▶ _How to complete this task_
Return, word for word, the line that contains "Exercise. Point to the tall green" and every line after it through the end of the records.

▶ _Task material_
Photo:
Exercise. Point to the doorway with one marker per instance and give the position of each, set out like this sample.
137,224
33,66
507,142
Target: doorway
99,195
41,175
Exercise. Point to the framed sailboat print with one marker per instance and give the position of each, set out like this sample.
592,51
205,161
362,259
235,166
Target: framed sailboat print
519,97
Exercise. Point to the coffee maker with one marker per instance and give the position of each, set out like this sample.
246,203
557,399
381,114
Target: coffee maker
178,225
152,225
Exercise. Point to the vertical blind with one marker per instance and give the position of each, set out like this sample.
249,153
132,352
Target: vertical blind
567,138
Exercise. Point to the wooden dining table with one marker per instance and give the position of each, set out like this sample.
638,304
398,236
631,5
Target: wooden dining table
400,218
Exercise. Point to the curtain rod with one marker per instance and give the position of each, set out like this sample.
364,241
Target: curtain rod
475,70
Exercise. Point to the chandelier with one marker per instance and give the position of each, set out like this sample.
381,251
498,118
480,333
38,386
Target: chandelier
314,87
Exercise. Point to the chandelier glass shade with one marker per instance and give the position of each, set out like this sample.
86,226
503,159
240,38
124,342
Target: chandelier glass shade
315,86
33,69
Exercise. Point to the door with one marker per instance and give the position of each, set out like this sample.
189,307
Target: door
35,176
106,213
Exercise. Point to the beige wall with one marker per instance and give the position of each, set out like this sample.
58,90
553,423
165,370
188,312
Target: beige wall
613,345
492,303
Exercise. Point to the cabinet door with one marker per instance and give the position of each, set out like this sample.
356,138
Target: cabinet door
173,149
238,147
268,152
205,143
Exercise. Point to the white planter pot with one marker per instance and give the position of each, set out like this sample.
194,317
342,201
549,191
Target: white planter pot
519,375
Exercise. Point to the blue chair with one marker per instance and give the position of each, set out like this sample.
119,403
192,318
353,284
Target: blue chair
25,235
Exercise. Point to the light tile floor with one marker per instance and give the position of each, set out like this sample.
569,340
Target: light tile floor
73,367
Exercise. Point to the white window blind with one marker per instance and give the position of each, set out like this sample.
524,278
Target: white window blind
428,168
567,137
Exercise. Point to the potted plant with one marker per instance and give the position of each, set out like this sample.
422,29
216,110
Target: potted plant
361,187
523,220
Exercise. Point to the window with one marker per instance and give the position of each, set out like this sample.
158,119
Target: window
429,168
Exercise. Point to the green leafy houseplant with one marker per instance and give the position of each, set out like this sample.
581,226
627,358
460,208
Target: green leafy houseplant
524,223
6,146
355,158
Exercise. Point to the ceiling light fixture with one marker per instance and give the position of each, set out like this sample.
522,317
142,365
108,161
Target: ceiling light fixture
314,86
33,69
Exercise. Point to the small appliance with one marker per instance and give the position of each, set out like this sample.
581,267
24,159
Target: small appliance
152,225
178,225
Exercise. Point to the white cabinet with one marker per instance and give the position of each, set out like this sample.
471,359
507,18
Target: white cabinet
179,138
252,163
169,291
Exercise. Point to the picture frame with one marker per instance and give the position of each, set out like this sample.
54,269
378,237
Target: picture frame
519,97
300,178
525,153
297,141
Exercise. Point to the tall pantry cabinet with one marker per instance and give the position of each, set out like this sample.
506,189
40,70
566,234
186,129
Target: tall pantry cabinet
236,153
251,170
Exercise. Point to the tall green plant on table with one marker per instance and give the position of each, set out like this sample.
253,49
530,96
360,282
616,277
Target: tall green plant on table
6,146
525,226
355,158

▶ _Your solution_
Exercise. Point to the tall green plant on table with one marker per instance and give the position of each, set out like this sample.
253,49
530,96
360,282
616,277
Target: tall green plant on table
6,146
525,226
355,158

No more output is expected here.